About this exercise: Would you reproduce every record exactly, leaving out the pictures?

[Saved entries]
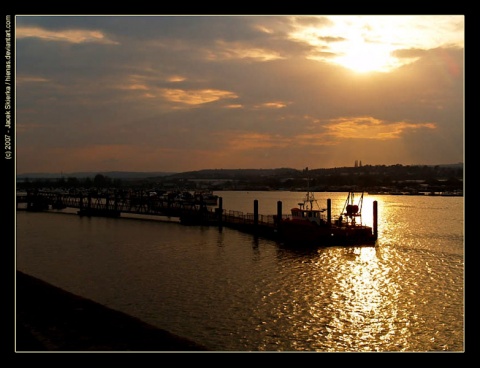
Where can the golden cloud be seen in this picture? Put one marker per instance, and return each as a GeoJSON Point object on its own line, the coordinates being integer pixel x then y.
{"type": "Point", "coordinates": [371, 128]}
{"type": "Point", "coordinates": [72, 36]}
{"type": "Point", "coordinates": [196, 97]}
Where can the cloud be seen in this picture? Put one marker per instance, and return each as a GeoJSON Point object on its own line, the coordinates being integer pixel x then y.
{"type": "Point", "coordinates": [371, 128]}
{"type": "Point", "coordinates": [71, 36]}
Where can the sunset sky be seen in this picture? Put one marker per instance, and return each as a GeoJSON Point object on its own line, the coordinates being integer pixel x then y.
{"type": "Point", "coordinates": [181, 93]}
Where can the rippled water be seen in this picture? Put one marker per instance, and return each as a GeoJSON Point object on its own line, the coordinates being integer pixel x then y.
{"type": "Point", "coordinates": [232, 292]}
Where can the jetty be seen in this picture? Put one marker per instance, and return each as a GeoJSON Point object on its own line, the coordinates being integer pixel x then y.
{"type": "Point", "coordinates": [189, 212]}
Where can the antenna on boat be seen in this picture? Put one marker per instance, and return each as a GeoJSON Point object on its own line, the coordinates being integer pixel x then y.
{"type": "Point", "coordinates": [309, 197]}
{"type": "Point", "coordinates": [352, 210]}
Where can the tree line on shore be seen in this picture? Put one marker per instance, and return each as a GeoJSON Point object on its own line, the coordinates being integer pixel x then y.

The answer:
Where can the golden cloud be seen in this picture? Put one marker per instance, and return each as a GeoJSON Point object on its own line, the coordinates being integer pixel x then y.
{"type": "Point", "coordinates": [371, 128]}
{"type": "Point", "coordinates": [72, 36]}
{"type": "Point", "coordinates": [196, 97]}
Where can the cloud be seen in this picture? Put one marker per instance, and return each as a GeoJSON Point object on its own line, the coordinates being integer pixel x then y.
{"type": "Point", "coordinates": [371, 128]}
{"type": "Point", "coordinates": [71, 36]}
Where can the sunset sky be seen in this picture? Put one marker per instance, and return each as a GeoJSON Point object on its own line, the coordinates being integer pixel x then y.
{"type": "Point", "coordinates": [181, 93]}
Where can the rippled water be seen in this picture? Put one marker per instance, and return each as a GeoJSON Point object on its own line, the coordinates being integer pixel x then y.
{"type": "Point", "coordinates": [232, 292]}
Where can the jetty be seen in this picture? Put one marker per instance, and return each as a GeoJSON Point object on its own line, the coordinates being integer pixel x then y.
{"type": "Point", "coordinates": [189, 212]}
Where can the antenna on boat be seen in this picture? Put one marker per instance, and return each as a GeoJSON Point object on its own line, the coordinates being integer pixel x then y.
{"type": "Point", "coordinates": [309, 197]}
{"type": "Point", "coordinates": [352, 210]}
Where can the tree line on shore be seen in this picture? Put one marker per instance, and return each as a GeoJSON Point object on its own line, the coordinates being integer pixel x then y.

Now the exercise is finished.